* _The problem_:
Check each line of the data for "food", then give the number of lines that have it, without any other words.

* _Available data_:
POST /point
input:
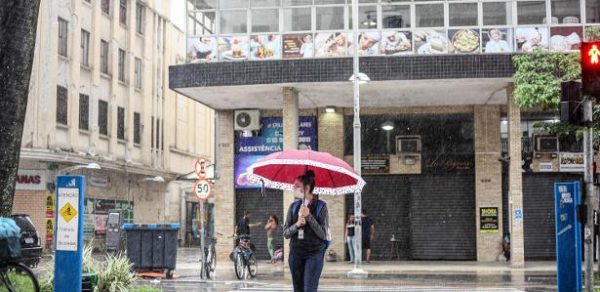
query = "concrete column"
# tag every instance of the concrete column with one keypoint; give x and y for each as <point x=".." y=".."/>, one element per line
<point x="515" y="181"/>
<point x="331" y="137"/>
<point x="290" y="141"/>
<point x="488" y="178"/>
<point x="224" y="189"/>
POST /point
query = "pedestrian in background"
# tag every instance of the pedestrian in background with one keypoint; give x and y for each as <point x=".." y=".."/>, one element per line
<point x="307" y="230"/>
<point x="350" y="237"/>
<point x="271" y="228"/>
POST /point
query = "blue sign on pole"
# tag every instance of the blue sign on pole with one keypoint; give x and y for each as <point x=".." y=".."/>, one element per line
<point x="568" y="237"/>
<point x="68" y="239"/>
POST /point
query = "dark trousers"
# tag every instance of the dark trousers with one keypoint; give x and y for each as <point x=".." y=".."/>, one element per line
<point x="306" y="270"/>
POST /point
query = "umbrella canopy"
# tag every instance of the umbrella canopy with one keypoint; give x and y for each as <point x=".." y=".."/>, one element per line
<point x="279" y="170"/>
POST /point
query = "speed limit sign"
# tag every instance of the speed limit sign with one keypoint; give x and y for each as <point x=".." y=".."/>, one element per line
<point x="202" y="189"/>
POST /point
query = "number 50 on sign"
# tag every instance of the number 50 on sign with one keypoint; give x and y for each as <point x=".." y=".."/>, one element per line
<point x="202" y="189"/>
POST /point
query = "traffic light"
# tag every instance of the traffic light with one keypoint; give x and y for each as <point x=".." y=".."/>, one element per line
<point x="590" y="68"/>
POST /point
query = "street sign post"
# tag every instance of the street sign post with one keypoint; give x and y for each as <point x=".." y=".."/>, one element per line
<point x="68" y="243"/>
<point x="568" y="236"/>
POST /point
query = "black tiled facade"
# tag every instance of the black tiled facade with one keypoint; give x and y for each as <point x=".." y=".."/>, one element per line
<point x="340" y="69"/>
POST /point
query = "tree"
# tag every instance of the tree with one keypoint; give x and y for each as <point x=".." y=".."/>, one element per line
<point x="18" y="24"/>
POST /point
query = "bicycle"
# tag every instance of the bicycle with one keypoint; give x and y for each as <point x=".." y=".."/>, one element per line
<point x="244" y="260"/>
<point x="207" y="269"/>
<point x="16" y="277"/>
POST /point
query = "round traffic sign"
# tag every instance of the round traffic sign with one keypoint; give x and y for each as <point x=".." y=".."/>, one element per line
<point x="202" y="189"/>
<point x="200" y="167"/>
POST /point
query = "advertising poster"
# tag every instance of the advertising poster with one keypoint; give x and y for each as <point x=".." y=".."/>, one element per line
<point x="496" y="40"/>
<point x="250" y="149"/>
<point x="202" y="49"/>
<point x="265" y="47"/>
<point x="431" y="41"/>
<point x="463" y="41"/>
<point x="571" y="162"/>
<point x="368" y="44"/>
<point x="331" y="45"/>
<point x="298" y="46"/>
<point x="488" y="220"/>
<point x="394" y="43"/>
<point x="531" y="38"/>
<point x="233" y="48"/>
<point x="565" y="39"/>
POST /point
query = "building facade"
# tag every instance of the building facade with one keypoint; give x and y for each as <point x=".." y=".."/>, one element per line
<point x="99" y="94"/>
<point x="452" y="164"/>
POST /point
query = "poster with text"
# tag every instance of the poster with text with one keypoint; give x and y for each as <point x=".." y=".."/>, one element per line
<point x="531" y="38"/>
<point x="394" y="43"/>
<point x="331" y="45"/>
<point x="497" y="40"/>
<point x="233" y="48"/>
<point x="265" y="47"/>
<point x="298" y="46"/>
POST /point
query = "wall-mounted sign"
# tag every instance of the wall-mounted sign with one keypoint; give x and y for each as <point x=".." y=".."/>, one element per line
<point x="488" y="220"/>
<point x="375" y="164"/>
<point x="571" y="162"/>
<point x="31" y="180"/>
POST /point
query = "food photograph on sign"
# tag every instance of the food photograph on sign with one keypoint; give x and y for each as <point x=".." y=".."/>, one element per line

* _Response box_:
2